▸ **Items from a point labeling set**

- - -

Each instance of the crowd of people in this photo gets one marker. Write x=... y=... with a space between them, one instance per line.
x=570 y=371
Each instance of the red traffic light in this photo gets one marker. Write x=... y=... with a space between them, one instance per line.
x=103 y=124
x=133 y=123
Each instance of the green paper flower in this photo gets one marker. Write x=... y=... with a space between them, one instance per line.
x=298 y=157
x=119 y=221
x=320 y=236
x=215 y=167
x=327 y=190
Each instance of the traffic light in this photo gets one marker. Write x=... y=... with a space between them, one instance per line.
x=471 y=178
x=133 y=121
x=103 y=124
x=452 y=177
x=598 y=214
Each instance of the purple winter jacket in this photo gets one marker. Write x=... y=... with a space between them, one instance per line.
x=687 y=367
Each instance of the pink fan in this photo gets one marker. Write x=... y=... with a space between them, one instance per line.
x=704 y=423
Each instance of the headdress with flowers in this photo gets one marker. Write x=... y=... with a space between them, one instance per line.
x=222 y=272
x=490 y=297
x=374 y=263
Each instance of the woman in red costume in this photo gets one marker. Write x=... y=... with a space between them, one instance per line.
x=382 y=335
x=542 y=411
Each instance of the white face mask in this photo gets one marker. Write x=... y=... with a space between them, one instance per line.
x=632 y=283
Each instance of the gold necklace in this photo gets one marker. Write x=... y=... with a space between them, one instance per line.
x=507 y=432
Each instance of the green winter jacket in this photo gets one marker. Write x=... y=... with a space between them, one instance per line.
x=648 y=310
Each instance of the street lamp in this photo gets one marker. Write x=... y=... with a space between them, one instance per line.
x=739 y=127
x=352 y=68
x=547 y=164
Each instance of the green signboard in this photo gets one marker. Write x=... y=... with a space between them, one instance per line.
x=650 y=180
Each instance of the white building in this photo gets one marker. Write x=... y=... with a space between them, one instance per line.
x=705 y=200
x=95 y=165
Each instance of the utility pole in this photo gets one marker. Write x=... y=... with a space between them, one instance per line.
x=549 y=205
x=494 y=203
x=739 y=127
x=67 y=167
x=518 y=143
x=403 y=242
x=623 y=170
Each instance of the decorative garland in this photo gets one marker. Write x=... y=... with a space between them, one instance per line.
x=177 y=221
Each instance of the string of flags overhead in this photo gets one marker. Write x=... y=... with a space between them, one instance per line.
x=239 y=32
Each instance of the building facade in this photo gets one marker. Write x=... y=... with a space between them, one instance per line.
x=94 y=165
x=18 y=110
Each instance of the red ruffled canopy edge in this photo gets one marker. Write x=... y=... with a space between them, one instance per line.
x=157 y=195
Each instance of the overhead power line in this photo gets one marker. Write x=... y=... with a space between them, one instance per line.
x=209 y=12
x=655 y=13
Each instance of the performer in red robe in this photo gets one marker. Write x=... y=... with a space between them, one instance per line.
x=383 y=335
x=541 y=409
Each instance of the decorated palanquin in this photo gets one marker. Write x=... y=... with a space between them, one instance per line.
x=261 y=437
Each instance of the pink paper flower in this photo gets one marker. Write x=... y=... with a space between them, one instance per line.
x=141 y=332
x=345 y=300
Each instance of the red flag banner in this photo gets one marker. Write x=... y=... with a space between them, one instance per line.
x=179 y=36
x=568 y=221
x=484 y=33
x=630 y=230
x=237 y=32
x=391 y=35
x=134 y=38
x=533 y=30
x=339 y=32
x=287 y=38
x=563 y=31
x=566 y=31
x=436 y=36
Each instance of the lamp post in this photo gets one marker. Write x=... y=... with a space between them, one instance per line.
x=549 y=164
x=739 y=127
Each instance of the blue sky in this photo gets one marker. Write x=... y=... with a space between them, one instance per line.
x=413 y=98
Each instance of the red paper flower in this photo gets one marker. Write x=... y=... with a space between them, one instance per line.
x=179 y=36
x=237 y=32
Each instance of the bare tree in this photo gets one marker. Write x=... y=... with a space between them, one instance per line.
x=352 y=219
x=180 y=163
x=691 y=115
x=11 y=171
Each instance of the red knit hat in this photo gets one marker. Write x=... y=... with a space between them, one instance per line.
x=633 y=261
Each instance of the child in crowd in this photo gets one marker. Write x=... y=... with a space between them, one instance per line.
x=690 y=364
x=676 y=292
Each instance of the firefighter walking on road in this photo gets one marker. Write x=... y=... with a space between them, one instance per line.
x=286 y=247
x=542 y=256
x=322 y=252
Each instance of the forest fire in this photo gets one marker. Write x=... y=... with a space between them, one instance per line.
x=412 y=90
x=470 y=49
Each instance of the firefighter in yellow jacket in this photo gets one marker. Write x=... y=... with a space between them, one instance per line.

- - -

▸ **TASK STATEMENT**
Reproduce the items above, substituting "a single point" for "one marker" everywhere it occurs and leaving everything else unchanged.

▸ **TASK ANSWER**
Each instance of the crowd of people in this photo gets a single point. Write x=... y=... with a space between them, one instance per line.
x=570 y=371
Each instance of the red traffic light in this photo gets a single point. Write x=... y=... with a space between them, one instance per line.
x=103 y=124
x=133 y=123
Each instance of the green paper flower in this photo gets a single point. Write x=... y=... with a space between them, one instance per line.
x=298 y=157
x=119 y=221
x=320 y=236
x=215 y=167
x=327 y=190
Each instance of the traffic light in this photo gets a single point. Write x=... y=... with a space between them, one instance per line.
x=471 y=178
x=133 y=121
x=103 y=124
x=452 y=177
x=598 y=214
Each instance of the purple winter jacket in this photo gets a single point. Write x=... y=... with a space between them, one instance per line.
x=687 y=367
Each instance of the pink fan in this photo gets a single point. Write x=... y=... with a space between them, one instance per line.
x=704 y=423
Each instance of the headdress with flowers in this photo gets a single point. Write x=... y=... with a space between them, one instance per line.
x=222 y=272
x=490 y=297
x=374 y=263
Each instance of the woman in red costume in this photo gets a single point. Write x=... y=... with a space between them, one instance per line.
x=382 y=335
x=542 y=411
Each instance of the white face mask in this photo gets a single point. Write x=... y=... with a space between them, one instance per line.
x=632 y=283
Each instance of the gold necklace in this photo gets a single point. Write x=... y=... with a space between them, one instance per line.
x=507 y=432
Each instance of the green winter jacket in this photo gets a single point. Write x=... y=... with a space between them, one instance per line.
x=648 y=310
Each instance of the street lamp in this photo gets a single point. Write x=... y=... with a space between them, one instance per line.
x=739 y=127
x=352 y=68
x=547 y=164
Each instance of the green signboard in this photo gets a single point. Write x=... y=... with a space between them, one instance per line.
x=650 y=180
Each instance of the white building in this photo gets a single point. Write x=... y=... with a space between them, one instance per line.
x=705 y=200
x=95 y=165
Each instance of the utility pole in this photo gets a single point. Write x=... y=... with a space between them, one instance per line.
x=549 y=205
x=494 y=203
x=739 y=127
x=67 y=167
x=518 y=143
x=403 y=242
x=623 y=170
Each instance of the decorative garland in this photo gets a single point. Write x=... y=... with a space between them, one instance per line.
x=177 y=221
Each instance of the string of flags overhead in this photo gets a single point. Write x=... y=... with a space between them, one instance per line.
x=239 y=32
Each instance of the building facade in this photo gets a single point. Write x=... y=... with a space between them, one instance per line.
x=94 y=165
x=18 y=110
Each instance of the red ruffled canopy edge in this photo gets a single point. Write x=... y=... with a space between them, one instance per line.
x=157 y=195
Each instance of the overhead power line in this photo gets a single point. Write x=... y=... with a space between them, one instance per line.
x=209 y=12
x=655 y=13
Each instance of the performer in red robe in this photo gets a single point. Write x=... y=... with a space between them, one instance per line.
x=383 y=335
x=541 y=409
Each instance of the decorated palanquin in this photo gets a single point. Write x=... y=... with a space between them, one instance per line.
x=261 y=437
Each instance of the pink paper flower in this photo gets a single point. Write x=... y=... with a space between them, one instance per line.
x=141 y=332
x=345 y=300
Each instance of the red flag banner in this photo gets a single point. Write x=... y=... with a space between them, one instance per line.
x=179 y=36
x=568 y=221
x=484 y=33
x=630 y=230
x=237 y=32
x=391 y=35
x=134 y=38
x=533 y=30
x=339 y=32
x=287 y=38
x=563 y=31
x=566 y=31
x=436 y=36
Each instance of the lamp post in this photo gets a single point. Write x=... y=... with a space between them, one instance per line.
x=549 y=164
x=739 y=127
Each instance of the blue sky in this photo gets a single point. Write x=... y=... with a space between them, one instance per line.
x=413 y=98
Each instance of the red paper flower in this photo gets a single point. Write x=... y=... with a space between them, one instance per line.
x=179 y=36
x=237 y=32
Each instance of the bare tree in this photo gets a single point. Write x=... y=... with a space between them, one instance per line.
x=352 y=219
x=180 y=163
x=691 y=115
x=11 y=171
Each instance of the red knit hat in this photo gets a single point. Write x=... y=... with a space between them, one instance per line.
x=633 y=261
Each instance of the child in crowd in this photo gets a single point. Write x=... y=... with a space between them, one instance per line.
x=690 y=364
x=676 y=292
Each instance of the firefighter walking on road in this photo gets a single point. Write x=... y=... with a space between them, one instance per line.
x=286 y=247
x=542 y=256
x=322 y=252
Each instance of the forest fire in this photo gets a single point. Write x=... y=... with a space between them, one instance per line.
x=412 y=90
x=470 y=49
Each instance of the firefighter in yellow jacket in this photo gets a single point. Write x=... y=... with a space between them, one instance per line.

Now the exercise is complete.